PROVIDED RECORDS:
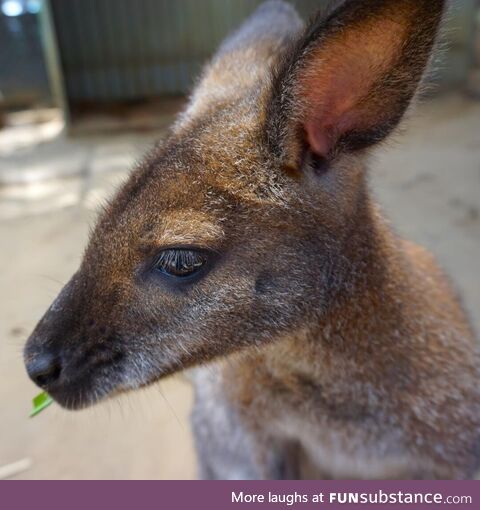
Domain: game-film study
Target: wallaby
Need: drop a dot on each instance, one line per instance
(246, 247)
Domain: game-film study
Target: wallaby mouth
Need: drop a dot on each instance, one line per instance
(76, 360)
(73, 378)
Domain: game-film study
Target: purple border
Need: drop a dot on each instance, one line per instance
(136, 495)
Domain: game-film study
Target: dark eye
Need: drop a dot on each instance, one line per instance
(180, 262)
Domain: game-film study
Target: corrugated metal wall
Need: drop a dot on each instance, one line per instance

==

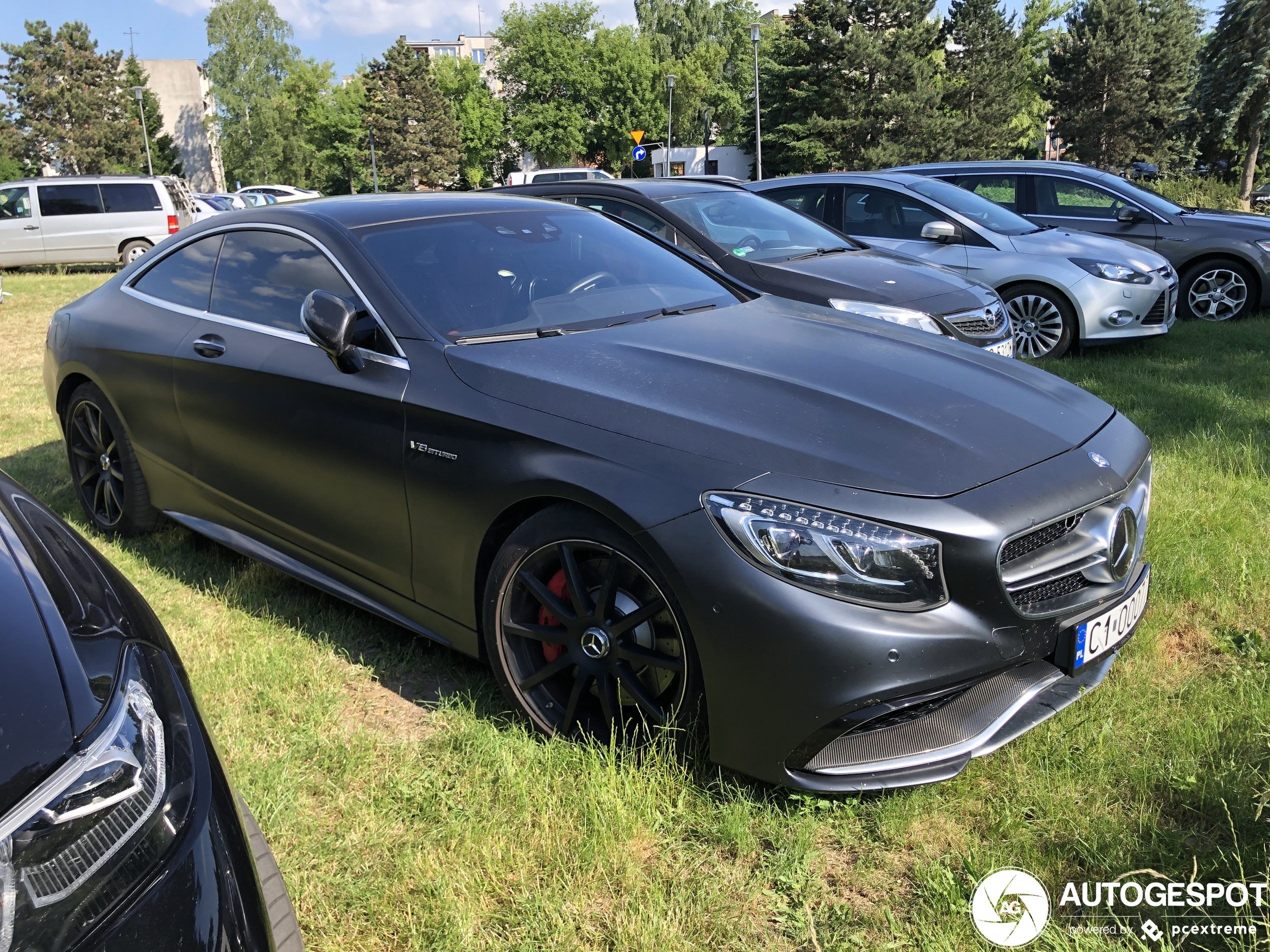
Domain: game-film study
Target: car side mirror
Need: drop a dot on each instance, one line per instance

DESCRIPTION OF THE TASK: Once you have found every line above holding the word "wallaby", copy those lines.

EXERCISE RESULT:
Target: wallaby
Target: wallaby mouth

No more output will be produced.